Task prompt: Rewrite the material from the line containing "Consider the photo above. Spot each instance of the green" through the end, inclusive, replacing "lily pad" with "floating leaf" and leaving everything else unchanged.

____________________

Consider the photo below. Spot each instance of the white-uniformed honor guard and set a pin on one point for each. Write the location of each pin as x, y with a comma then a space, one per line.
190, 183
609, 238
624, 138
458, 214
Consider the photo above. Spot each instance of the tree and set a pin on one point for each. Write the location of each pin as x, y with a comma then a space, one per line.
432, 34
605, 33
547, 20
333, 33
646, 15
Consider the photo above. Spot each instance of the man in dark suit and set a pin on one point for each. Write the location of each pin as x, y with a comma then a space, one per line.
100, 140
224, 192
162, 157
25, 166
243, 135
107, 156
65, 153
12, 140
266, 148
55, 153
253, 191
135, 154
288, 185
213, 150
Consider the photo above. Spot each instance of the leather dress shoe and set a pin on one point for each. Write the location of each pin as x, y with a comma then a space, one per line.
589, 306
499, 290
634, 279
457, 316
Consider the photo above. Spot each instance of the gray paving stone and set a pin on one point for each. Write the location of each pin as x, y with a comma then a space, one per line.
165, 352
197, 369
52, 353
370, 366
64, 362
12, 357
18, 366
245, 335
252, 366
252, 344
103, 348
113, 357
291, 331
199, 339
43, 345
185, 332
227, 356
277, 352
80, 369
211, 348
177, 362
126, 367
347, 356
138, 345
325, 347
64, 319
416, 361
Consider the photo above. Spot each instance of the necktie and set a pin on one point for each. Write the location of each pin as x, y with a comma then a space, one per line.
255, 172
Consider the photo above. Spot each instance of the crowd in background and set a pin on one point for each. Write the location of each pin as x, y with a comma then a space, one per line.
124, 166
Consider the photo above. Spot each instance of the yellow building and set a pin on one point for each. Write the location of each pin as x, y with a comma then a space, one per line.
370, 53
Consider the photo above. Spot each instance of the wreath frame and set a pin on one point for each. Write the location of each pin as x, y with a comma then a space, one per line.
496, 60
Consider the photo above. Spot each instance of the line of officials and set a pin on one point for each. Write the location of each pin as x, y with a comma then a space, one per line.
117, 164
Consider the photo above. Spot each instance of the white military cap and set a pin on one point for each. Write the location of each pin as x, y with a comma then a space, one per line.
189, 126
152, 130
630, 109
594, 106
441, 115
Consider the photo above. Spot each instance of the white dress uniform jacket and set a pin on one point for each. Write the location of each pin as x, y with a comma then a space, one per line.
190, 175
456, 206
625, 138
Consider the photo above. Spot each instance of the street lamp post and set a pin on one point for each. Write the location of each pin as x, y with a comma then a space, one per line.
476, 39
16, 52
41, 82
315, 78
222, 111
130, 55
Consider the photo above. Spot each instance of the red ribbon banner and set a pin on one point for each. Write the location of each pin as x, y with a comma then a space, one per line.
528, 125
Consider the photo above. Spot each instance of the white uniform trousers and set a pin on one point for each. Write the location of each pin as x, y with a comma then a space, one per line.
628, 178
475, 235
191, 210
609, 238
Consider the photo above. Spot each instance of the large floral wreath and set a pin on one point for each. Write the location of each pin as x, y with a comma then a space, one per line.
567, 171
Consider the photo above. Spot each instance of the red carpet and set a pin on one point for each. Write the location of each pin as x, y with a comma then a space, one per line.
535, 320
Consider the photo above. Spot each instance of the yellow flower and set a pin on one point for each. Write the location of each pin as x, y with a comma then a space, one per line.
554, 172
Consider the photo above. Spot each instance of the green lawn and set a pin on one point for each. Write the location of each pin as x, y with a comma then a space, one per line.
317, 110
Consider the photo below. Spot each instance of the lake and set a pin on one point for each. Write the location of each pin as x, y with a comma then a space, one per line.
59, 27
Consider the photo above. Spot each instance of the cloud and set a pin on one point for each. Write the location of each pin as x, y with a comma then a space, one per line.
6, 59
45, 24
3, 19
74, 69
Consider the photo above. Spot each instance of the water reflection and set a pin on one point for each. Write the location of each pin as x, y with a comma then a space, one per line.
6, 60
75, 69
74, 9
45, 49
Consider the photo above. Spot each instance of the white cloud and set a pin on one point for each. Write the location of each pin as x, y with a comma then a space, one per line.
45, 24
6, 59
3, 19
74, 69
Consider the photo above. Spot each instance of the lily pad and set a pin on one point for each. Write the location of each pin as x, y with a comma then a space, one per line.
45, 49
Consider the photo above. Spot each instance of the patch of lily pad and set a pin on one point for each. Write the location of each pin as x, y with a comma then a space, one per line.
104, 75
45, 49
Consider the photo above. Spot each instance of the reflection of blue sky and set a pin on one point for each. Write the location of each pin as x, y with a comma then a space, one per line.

____________________

Response:
Consider the photo above. Spot each instance of the green lawn and set a pin on one point for each. Write the location of each pin as x, y with a comma then a space, one per line.
317, 110
Consider the photo below. Spot each instance of the lake and set a pin on one point for each. Write the location of each pin as x, y with a comma then a space, one per line.
59, 27
Consider the photo above. Spot each instance of the cloud and set a pin on one point for each. Write the location of each pin as x, y with a comma then a space, one per line.
6, 59
45, 24
3, 19
74, 69
Consider the photo above. Spot each instance of the water reflection and set a pin on one point for each. Write the location of each pin as x, y with a comma then a space, one per line.
6, 60
75, 69
74, 9
45, 49
Consider the photo above. Spot each instance of the white cloud and set a pin on one point for each. Write the location of each pin as x, y with a comma then a space, one per line.
45, 24
6, 59
3, 19
74, 69
Consider the photo above. Spot each instance of the floating leaf and set a pin on one point for each. Write the location of each pin as x, y with a comma then a space, one per line.
45, 49
Consider the photo above. Spot each instance of the patch of floating leaf and set a pin on one point for each. Write the location of each pin as x, y with a comma then a space, one per line.
104, 75
45, 49
Consider the photo above. Spot each instance of the reflection of blue sky and set a pin on one point for each. Write the location of each pin as x, y with a comma then a space, one per line.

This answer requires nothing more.